EXERCISE OBJECTIVE: Pick each line that has "framed" out of the records.

Point-per-instance localization data:

+ + +

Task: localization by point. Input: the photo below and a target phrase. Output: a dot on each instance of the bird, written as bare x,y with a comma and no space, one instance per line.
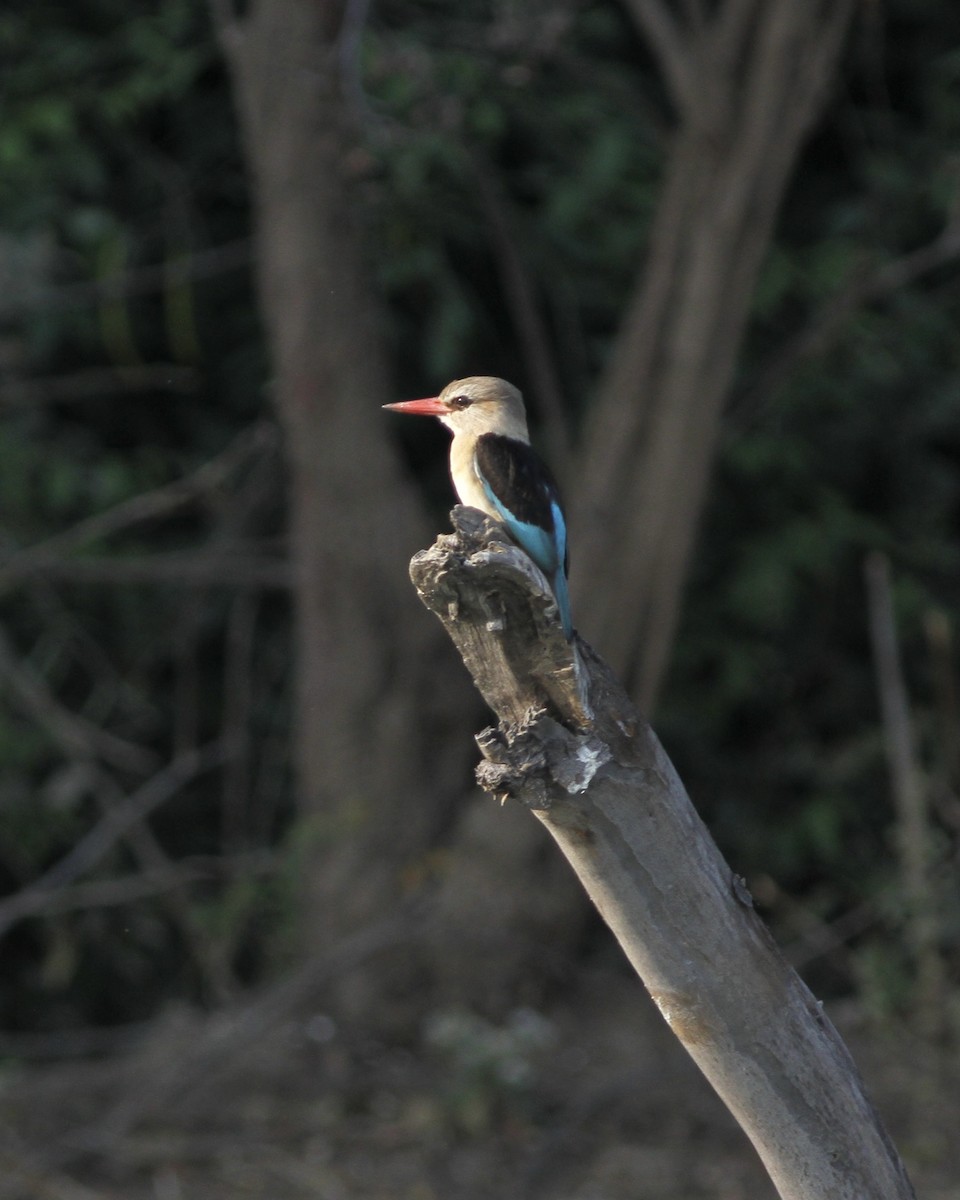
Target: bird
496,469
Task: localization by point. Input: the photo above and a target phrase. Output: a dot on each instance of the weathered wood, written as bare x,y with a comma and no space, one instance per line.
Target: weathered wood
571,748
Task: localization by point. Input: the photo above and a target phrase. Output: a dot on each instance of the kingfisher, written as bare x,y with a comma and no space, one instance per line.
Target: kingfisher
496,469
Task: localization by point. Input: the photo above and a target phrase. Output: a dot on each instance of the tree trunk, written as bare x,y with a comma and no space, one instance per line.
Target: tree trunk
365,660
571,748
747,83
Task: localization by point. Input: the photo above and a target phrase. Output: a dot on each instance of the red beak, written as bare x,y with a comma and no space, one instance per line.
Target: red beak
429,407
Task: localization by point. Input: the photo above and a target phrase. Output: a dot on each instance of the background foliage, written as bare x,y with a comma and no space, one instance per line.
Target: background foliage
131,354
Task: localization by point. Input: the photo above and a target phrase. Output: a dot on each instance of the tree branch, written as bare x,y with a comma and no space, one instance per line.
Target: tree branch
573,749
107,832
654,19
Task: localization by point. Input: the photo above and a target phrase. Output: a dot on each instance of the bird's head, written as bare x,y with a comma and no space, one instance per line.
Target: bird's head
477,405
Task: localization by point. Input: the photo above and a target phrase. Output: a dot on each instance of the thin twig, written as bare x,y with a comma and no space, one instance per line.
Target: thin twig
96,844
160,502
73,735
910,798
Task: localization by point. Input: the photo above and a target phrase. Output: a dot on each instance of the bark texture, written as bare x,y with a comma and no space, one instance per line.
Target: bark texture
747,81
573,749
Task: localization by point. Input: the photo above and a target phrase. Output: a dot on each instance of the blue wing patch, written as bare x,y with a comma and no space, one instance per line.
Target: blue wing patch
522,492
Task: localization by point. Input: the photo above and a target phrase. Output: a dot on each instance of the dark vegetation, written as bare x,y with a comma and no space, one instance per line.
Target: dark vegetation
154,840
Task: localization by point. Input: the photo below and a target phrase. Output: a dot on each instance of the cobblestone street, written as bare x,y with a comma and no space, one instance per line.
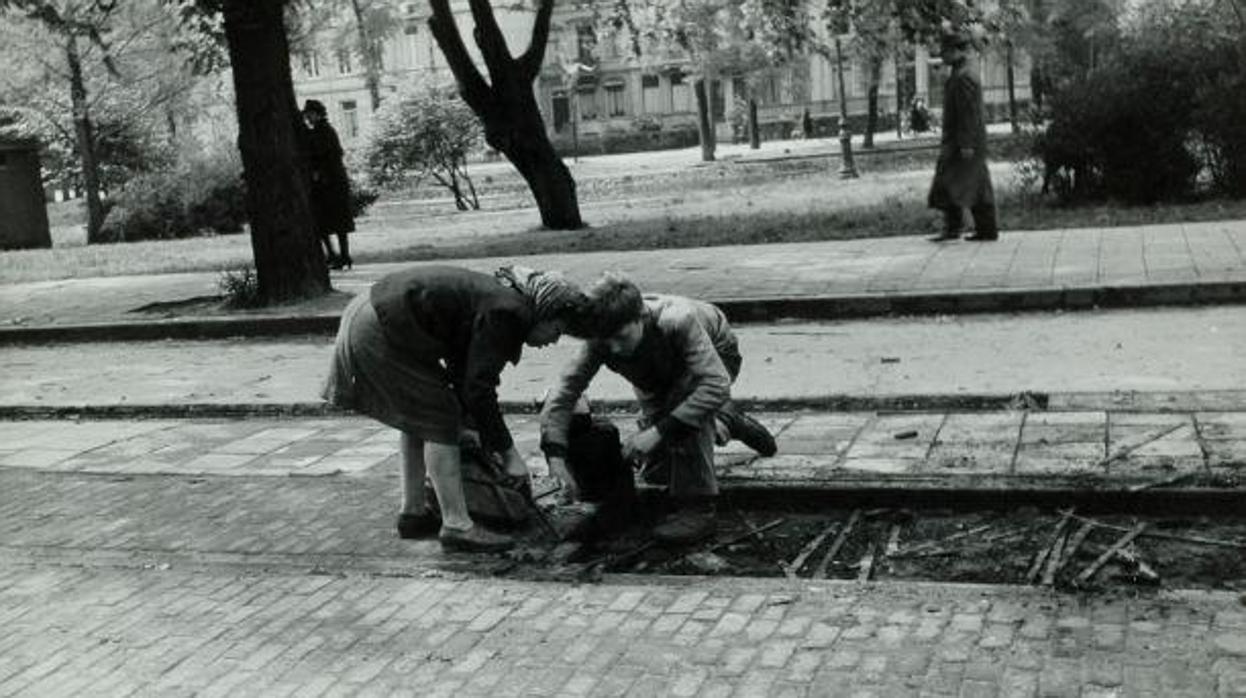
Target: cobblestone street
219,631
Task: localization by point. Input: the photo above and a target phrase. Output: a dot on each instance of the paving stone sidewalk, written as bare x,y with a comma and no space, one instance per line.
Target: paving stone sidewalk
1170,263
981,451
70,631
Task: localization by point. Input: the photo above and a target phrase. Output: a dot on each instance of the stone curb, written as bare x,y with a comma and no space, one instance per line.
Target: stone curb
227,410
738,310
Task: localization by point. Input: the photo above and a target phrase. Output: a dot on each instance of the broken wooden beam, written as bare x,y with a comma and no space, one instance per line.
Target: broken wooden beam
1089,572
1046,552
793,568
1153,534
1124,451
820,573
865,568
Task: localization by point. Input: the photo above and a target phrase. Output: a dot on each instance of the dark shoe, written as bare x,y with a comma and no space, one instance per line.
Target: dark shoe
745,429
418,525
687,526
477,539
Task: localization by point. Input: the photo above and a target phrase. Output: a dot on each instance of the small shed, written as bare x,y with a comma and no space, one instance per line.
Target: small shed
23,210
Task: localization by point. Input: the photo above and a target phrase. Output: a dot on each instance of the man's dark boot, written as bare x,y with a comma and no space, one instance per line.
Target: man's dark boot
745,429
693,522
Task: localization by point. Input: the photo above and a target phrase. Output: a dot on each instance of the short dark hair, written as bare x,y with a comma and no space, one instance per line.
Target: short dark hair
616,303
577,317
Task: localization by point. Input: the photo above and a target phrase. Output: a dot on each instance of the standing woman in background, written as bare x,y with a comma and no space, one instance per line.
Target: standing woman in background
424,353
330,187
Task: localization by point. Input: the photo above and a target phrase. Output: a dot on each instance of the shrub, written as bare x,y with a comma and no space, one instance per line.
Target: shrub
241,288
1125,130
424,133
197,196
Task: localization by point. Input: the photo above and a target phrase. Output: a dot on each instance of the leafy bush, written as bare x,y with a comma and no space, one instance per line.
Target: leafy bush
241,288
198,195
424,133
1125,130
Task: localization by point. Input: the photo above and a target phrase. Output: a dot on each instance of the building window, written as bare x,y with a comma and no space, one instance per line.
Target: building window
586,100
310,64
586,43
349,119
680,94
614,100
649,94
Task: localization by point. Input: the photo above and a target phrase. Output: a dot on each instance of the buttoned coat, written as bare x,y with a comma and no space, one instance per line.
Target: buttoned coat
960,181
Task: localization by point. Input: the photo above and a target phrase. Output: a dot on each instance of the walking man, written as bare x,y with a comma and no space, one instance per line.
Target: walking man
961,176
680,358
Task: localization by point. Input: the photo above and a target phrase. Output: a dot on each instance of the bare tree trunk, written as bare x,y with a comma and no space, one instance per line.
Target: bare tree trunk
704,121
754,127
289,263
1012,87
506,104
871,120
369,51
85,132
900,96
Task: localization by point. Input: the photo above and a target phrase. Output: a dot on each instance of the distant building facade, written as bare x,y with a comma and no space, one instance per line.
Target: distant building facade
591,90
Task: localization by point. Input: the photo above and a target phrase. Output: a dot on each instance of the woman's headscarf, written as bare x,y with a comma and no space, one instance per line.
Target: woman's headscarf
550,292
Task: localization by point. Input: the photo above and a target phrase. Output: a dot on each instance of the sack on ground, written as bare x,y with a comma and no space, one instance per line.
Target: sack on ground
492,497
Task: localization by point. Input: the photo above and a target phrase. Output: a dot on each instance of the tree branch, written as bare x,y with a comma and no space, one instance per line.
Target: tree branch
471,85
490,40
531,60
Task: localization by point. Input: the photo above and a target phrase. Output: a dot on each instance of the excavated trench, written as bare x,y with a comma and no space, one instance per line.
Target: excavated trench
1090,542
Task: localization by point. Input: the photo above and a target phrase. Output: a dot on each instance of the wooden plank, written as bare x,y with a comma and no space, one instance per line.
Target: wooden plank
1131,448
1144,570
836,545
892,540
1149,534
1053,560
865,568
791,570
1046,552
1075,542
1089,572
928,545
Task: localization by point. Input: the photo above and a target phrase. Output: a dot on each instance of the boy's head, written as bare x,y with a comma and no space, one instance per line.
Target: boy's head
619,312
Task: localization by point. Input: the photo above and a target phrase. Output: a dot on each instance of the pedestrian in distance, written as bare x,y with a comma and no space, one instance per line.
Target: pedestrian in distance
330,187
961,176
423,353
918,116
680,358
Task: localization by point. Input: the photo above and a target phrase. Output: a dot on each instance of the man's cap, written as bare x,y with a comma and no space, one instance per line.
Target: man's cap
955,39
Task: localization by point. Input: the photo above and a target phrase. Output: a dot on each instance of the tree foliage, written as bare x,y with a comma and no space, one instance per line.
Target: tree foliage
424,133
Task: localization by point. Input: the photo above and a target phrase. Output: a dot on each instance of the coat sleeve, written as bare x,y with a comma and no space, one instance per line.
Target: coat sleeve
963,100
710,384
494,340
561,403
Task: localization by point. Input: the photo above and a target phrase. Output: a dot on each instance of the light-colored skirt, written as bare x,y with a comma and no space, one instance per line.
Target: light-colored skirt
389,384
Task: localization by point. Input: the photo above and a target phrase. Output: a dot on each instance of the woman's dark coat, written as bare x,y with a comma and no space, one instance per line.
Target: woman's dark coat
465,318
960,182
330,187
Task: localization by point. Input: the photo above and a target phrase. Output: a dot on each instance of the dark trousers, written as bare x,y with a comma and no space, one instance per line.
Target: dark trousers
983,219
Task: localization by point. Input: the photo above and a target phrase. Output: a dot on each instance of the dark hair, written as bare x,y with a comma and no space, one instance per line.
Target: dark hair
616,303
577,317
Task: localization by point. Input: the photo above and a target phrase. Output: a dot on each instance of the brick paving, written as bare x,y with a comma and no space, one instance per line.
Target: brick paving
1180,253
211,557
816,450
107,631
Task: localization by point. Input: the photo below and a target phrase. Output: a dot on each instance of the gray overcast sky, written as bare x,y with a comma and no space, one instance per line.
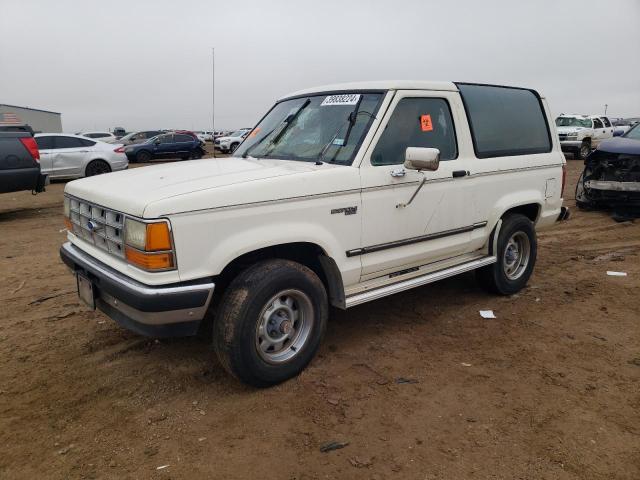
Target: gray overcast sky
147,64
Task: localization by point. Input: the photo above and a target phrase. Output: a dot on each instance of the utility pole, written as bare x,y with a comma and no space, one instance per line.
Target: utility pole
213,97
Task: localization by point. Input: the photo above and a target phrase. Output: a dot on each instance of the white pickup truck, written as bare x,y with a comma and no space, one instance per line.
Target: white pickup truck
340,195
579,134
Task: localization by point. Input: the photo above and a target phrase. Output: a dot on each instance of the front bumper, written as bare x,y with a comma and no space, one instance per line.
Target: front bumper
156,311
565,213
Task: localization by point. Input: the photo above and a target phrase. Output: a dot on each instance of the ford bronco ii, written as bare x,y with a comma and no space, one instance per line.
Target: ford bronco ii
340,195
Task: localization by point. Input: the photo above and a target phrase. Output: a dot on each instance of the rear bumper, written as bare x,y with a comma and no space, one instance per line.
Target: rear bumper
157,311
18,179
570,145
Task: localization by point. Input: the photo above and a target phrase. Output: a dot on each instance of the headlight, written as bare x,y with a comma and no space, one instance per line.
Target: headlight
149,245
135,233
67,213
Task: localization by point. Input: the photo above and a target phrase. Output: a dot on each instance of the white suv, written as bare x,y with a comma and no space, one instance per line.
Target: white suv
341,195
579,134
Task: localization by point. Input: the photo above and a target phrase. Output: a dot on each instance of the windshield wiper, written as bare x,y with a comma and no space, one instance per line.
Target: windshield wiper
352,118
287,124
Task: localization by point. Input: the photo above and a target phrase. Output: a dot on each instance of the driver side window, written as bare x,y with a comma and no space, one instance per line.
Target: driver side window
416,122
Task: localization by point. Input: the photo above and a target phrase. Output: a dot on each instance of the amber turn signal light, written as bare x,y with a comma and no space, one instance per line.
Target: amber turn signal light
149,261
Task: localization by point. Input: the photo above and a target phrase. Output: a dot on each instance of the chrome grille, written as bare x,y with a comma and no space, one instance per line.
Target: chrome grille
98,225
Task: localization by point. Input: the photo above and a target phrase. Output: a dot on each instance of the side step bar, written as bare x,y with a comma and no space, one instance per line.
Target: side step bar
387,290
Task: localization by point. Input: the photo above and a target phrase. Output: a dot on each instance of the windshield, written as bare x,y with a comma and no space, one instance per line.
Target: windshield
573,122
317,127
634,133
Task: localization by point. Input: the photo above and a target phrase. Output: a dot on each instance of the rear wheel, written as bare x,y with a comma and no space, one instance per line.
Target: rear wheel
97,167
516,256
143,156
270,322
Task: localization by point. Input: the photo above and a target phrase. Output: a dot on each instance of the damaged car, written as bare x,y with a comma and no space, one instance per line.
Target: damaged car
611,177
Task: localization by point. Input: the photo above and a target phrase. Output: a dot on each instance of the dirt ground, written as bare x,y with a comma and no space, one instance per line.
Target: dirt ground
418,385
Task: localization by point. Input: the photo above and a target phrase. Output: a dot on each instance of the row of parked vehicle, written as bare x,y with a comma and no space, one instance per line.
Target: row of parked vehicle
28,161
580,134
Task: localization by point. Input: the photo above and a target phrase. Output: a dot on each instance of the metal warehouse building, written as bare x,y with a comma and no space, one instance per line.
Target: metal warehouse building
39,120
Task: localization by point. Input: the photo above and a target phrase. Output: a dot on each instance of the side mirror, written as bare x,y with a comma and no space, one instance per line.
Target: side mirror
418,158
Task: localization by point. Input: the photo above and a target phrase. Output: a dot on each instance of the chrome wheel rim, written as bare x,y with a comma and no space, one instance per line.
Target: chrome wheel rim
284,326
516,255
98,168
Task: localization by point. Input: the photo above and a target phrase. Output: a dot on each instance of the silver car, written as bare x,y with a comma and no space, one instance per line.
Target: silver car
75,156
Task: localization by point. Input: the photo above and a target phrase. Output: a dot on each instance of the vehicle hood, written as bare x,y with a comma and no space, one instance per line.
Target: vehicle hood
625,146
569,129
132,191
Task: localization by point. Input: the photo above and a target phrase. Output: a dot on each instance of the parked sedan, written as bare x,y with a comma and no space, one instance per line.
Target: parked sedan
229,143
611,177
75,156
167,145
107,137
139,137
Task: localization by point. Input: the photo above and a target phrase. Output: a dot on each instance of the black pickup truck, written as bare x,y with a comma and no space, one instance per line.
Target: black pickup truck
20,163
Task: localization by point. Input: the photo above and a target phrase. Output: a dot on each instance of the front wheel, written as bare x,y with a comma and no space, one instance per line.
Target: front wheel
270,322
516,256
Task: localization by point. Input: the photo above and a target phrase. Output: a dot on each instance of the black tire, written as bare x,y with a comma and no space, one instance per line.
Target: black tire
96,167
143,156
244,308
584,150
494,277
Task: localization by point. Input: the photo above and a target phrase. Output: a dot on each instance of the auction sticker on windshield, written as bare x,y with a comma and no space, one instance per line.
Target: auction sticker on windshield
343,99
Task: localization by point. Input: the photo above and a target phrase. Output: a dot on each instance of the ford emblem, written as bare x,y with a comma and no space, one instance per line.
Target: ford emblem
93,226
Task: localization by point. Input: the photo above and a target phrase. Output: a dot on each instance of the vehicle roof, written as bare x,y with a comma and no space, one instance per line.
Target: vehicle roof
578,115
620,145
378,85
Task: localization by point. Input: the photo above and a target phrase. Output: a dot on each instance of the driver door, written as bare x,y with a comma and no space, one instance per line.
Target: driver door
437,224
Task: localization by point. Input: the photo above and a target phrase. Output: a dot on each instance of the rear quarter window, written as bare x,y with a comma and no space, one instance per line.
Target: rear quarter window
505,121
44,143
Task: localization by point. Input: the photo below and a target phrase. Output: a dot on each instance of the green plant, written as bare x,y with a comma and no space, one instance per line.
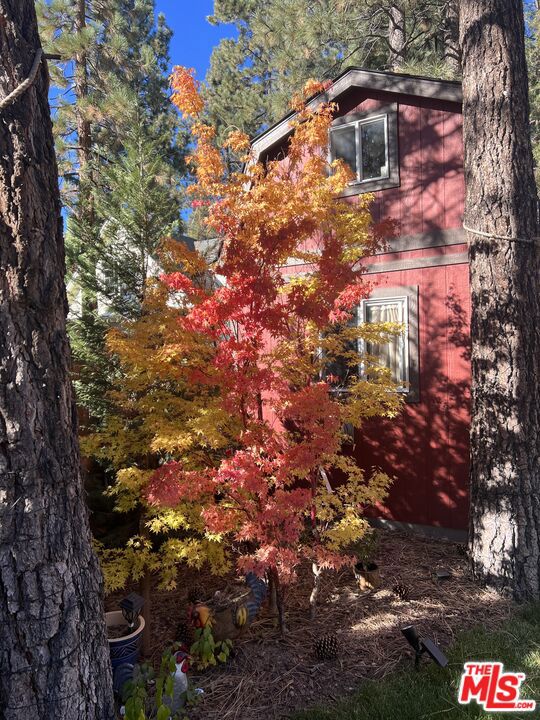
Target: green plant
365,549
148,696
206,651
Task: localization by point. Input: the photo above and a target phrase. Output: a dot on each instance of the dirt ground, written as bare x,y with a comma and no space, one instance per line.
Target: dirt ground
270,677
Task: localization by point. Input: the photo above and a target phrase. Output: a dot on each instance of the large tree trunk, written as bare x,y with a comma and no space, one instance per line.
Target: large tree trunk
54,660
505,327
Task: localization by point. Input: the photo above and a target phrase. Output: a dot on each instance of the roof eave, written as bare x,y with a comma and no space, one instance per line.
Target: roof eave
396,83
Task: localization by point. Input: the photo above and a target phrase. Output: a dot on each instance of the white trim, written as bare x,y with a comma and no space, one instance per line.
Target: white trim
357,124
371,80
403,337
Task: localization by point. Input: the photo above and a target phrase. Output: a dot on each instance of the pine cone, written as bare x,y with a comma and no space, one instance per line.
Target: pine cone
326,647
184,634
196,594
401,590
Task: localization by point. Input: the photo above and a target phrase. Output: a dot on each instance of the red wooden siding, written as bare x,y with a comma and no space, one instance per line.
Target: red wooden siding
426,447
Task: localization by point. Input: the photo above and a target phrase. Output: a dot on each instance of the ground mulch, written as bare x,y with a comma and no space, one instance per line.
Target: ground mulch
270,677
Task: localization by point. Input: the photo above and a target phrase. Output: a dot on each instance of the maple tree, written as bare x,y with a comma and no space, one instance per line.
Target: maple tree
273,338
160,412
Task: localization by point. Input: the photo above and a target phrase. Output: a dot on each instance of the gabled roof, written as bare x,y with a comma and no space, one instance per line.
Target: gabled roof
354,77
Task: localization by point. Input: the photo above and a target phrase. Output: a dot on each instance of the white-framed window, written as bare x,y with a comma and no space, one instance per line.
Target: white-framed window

+ + +

THE COMPLETED TASK:
Task: localization by point. Input: the photo above and a target phrase. Output: a dot on each instance of the white-framed window, written as bare x,y with a comma and no space, one instance per line.
Target: white-framed window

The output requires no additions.